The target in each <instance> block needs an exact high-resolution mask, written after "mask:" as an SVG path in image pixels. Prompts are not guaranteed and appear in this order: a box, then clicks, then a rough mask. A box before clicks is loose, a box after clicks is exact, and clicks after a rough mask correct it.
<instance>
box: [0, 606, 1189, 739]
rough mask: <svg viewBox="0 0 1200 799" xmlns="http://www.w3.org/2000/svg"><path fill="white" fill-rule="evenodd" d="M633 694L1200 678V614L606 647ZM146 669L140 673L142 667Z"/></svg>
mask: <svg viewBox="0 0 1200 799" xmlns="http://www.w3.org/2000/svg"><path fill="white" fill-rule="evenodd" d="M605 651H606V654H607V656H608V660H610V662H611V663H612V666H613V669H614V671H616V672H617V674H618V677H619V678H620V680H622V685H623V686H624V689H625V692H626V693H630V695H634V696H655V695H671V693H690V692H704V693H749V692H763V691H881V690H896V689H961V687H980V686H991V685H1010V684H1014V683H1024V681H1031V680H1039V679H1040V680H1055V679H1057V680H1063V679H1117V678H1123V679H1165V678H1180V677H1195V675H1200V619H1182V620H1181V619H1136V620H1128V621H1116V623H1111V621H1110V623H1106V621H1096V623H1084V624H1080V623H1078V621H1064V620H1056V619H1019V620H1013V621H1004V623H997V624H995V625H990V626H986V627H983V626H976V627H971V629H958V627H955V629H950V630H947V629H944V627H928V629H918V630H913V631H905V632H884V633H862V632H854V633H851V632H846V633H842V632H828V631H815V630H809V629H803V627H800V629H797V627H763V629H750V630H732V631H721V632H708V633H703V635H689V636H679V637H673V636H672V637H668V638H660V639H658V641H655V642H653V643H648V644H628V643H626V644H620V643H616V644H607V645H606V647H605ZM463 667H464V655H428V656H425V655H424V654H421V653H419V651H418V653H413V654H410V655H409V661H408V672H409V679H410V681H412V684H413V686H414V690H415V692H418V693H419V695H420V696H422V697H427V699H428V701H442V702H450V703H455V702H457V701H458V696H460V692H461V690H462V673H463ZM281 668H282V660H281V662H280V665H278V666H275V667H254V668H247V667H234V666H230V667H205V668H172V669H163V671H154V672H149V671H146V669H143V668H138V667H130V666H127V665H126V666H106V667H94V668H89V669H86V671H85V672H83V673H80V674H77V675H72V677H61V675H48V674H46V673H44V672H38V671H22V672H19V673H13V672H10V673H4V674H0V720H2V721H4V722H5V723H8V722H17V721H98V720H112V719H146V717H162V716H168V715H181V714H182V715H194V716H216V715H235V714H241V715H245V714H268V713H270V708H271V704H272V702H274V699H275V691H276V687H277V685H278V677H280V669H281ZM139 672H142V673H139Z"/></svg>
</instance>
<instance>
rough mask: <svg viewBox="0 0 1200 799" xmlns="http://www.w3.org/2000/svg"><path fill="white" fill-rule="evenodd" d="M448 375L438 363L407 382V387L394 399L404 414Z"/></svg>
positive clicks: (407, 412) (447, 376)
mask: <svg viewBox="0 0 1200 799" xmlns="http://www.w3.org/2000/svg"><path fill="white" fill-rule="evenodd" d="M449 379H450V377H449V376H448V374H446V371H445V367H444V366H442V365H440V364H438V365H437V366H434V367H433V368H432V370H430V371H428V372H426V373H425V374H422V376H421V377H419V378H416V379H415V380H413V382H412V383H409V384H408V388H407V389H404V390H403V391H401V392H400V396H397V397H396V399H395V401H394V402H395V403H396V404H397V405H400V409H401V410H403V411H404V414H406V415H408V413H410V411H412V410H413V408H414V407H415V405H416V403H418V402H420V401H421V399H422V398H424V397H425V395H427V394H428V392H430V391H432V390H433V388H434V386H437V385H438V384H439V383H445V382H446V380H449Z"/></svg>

::::

Instructions for the task
Reproduce exactly the section above that begins at the line containing "</instance>" and ends at the line containing "375L438 363L407 382V387L394", leaving out all other lines.

Solution for this exercise
</instance>
<instance>
rough mask: <svg viewBox="0 0 1200 799" xmlns="http://www.w3.org/2000/svg"><path fill="white" fill-rule="evenodd" d="M448 375L438 363L407 382V387L394 399L404 414Z"/></svg>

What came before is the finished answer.